Input data:
# # #

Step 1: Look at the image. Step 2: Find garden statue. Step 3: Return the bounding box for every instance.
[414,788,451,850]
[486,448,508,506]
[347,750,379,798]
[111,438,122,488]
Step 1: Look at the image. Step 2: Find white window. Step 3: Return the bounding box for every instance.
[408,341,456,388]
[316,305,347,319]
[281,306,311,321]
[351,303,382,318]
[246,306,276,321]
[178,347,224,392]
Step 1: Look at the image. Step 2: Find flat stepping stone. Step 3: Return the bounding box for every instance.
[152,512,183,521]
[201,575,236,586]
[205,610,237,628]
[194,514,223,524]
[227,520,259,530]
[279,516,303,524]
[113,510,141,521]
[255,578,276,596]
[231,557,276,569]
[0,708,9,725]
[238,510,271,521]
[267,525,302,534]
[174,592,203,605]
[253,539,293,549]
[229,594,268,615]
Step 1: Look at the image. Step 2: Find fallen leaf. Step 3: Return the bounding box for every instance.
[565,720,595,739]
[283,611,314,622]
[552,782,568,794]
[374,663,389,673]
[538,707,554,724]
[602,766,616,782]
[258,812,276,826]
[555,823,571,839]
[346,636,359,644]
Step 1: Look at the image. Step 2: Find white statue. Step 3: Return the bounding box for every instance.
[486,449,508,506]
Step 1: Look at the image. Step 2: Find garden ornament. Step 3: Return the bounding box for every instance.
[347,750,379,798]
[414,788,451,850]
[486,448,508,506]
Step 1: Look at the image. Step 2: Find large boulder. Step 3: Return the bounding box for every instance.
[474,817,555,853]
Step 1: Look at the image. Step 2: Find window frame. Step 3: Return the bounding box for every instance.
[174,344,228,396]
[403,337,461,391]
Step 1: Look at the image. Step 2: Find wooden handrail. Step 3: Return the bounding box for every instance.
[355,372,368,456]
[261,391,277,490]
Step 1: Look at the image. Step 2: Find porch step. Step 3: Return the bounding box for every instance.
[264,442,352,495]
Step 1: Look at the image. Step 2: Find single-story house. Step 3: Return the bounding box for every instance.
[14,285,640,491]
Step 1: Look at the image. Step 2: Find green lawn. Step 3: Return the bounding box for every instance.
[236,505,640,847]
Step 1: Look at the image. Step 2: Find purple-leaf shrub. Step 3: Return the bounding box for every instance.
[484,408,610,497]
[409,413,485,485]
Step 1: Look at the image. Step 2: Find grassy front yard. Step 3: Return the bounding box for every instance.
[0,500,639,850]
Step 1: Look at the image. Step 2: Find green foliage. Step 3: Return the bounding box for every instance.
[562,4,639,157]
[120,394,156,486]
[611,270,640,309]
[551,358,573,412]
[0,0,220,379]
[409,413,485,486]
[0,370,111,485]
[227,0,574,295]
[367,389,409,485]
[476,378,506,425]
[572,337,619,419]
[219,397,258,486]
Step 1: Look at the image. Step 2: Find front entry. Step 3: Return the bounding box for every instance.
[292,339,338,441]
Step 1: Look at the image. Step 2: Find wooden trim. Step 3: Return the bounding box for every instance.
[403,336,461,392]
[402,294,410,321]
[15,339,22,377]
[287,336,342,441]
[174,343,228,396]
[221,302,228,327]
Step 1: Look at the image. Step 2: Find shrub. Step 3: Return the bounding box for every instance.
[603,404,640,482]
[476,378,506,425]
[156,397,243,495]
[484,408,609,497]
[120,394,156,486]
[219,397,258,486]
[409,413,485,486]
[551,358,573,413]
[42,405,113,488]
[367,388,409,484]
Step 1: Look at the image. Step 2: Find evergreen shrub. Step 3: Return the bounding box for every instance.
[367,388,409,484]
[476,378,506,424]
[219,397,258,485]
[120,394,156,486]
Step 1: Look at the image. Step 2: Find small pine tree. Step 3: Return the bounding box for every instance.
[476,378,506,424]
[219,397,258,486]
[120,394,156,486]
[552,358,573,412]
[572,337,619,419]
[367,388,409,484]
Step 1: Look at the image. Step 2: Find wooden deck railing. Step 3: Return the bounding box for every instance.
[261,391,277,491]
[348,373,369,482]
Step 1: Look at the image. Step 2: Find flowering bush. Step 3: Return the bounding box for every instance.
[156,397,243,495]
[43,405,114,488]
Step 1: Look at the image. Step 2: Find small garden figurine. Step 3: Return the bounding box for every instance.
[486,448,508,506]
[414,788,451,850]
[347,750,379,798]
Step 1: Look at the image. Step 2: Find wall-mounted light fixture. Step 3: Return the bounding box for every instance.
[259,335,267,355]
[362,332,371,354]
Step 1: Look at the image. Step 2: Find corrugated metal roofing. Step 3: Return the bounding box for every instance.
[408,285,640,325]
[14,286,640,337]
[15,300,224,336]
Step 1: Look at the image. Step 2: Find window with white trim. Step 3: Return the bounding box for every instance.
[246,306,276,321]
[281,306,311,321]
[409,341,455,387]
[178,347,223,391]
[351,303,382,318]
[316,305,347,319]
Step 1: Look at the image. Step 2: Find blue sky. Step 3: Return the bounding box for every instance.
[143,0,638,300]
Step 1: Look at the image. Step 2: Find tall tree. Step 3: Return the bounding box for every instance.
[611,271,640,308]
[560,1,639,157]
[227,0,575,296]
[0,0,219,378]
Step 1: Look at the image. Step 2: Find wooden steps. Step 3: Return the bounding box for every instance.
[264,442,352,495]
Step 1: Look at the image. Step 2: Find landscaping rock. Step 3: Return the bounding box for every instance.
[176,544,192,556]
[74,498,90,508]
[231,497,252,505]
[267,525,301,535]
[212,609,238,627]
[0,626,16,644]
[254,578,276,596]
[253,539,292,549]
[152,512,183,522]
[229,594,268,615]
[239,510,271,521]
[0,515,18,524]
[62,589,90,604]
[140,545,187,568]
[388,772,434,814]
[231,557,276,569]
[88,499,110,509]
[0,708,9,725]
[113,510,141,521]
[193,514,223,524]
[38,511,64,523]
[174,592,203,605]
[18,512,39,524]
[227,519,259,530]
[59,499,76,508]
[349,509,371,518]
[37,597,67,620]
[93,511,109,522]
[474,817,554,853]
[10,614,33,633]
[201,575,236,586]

# # #

Problem statement: Each line of the material above must be reproduced exactly.

Response below:
Step 1: Look at the image. Step 2: Find garden statue. Step 3: Return the bounding box for every instance.
[414,788,451,850]
[486,448,508,506]
[347,750,379,798]
[111,438,122,488]
Step 1: Look at the image. Step 2: Find white window. Step 3: Return the bounding box for every instance.
[408,341,456,388]
[316,305,347,319]
[281,306,311,321]
[351,303,382,318]
[246,306,276,321]
[178,347,224,392]
Step 1: Look at the image. Step 2: Find flat stepping stone. Step 3: Return the bounding box for every instance.
[152,512,183,521]
[201,575,236,586]
[205,610,237,628]
[194,514,223,524]
[227,520,259,530]
[279,516,303,524]
[113,510,141,521]
[255,578,276,596]
[231,557,276,569]
[0,708,9,725]
[238,510,271,521]
[267,525,302,534]
[174,592,203,605]
[253,539,293,549]
[229,594,268,615]
Step 1: Look at the image. Step 2: Find fallen leaf. Step 3: Return the bounding box for every instance.
[565,720,595,739]
[283,611,314,622]
[552,782,568,794]
[374,663,389,673]
[538,707,554,724]
[602,766,616,782]
[258,812,276,826]
[555,823,571,839]
[346,636,359,644]
Step 1: Look at the image. Step 2: Find white statue. Step 3: Return the bounding box for every instance.
[486,449,508,506]
Step 1: Look at the image. Step 2: Find garden ornament. Step 3: Return the bounding box for every instance.
[347,750,379,798]
[414,788,451,850]
[486,448,508,506]
Step 1: Look at the image. Step 2: Find large boulder. Step 3: Return the bounding box for every instance.
[474,817,555,853]
Step 1: Look at the image. Step 2: Find window frame. Step 3: Return the bounding box for every instance.
[174,344,228,396]
[403,337,461,391]
Step 1: Look at the image. Step 2: Find wooden handrail. Step 3: Return the bounding box for every instance.
[355,372,368,456]
[261,391,277,490]
Step 1: Look at the image. Step 2: Find porch step. Step 3: Return the bounding box for every instance.
[264,442,352,495]
Step 1: Look at the image. Step 2: Find single-story house. Step 3: Return the bounding box for every instance.
[14,285,640,491]
Step 1: Look at the image. Step 2: Find green lawn. Step 3: Return the bounding box for every instance.
[236,505,640,847]
Step 1: Look at the image. Step 2: Find purple-leaf shrub. Step 3: Return the bounding box for every instance.
[484,408,610,497]
[409,413,485,485]
Step 1: Look at the image. Step 2: Find grassy front yard. Step 3: Return the bounding box for every instance.
[0,500,639,850]
Step 1: Look at the image. Step 2: Find green foliage. Step 3: Return the bounding box for every instance.
[562,4,639,157]
[120,394,156,486]
[611,270,640,309]
[551,358,573,412]
[0,0,220,379]
[409,413,485,486]
[0,370,111,485]
[227,0,574,295]
[367,389,409,485]
[476,378,506,425]
[572,337,619,419]
[219,397,258,486]
Step 1: Look at the image. Step 2: Find front entry. Step 3: Return the bounding box for every instance.
[292,339,338,441]
Step 1: Look at the image. Step 2: Find wooden trim. Step 3: Return the bounding box for every instance.
[403,336,461,392]
[402,294,410,321]
[15,339,22,377]
[287,336,342,441]
[174,343,228,396]
[221,302,228,327]
Step 1: Look at the image. Step 2: Find shrub. Step 3: Return the bounding box for every instance.
[603,404,640,482]
[476,378,506,425]
[156,397,243,495]
[484,408,609,497]
[120,394,156,486]
[219,397,258,486]
[409,413,485,486]
[551,358,573,413]
[42,405,113,488]
[367,388,409,484]
Step 1: Look at the image. Step 2: Find evergreen shrub. Step 3: Return the bounding box for every instance.
[367,388,409,484]
[476,378,506,424]
[219,397,258,485]
[120,394,156,486]
Step 1: Look at the image. Step 2: Find small pine tree. Step 3: Return the bounding box for every instance.
[476,378,506,424]
[219,397,258,486]
[120,394,156,486]
[552,358,573,412]
[572,337,619,419]
[367,388,409,484]
Step 1: Look at the image. Step 2: Find wooden deck railing. Step 3: Return the bounding box for every instance.
[261,391,277,491]
[348,373,369,482]
Step 1: Look at the image. Step 2: Find flowering bush. Step 3: Return the bounding box for every instance.
[156,397,243,495]
[43,405,114,488]
Step 1: Look at the image. Step 2: Find small garden figurine. Step 3: Return the bounding box for every instance.
[486,448,508,506]
[414,788,451,850]
[347,750,379,798]
Step 1: Look at the image. Step 2: Find wall-mounted light fixture. Step 3: Return the bounding box for every instance.
[259,335,267,355]
[362,332,371,354]
Step 1: Look at the image. Step 2: Find corrugated metal roofing. Step 3: Return the bounding box for every instance.
[408,285,640,325]
[14,286,640,337]
[15,300,224,336]
Step 1: Look at the image. Step 2: Find window with white trim. Step 3: Return the bounding box for every instance.
[246,306,276,321]
[281,306,311,321]
[409,341,455,387]
[178,347,223,391]
[351,303,382,318]
[316,305,347,319]
Step 1: Look at the image. Step 2: Find blue sky. Step 3: Return the bounding box for every instance.
[143,0,638,300]
Step 1: Look at the image. Step 2: Find tall tree. Step 3: Return the bounding box for every instance.
[611,271,640,308]
[560,1,639,157]
[227,0,575,296]
[0,0,219,378]
Step 1: Look at the image. Step 2: Find wooden steps. Step 3: Return the bounding box for every instance.
[264,442,352,495]
Step 1: Look at the image. Step 2: Find landscaping rock. Step 3: Return the bounding box for every instance.
[176,544,192,556]
[74,498,90,508]
[231,497,252,505]
[267,525,301,535]
[212,609,238,627]
[0,626,16,644]
[254,578,276,596]
[253,539,292,549]
[152,512,183,522]
[229,594,268,615]
[239,510,271,521]
[0,515,18,524]
[62,589,90,604]
[140,545,187,568]
[388,772,434,814]
[231,557,276,569]
[88,499,110,509]
[0,708,9,725]
[113,510,141,521]
[193,514,223,524]
[38,511,64,523]
[174,592,203,605]
[18,512,39,524]
[227,519,259,530]
[59,499,76,508]
[349,509,371,518]
[37,597,67,620]
[93,511,109,522]
[474,817,554,853]
[10,614,33,633]
[201,575,236,586]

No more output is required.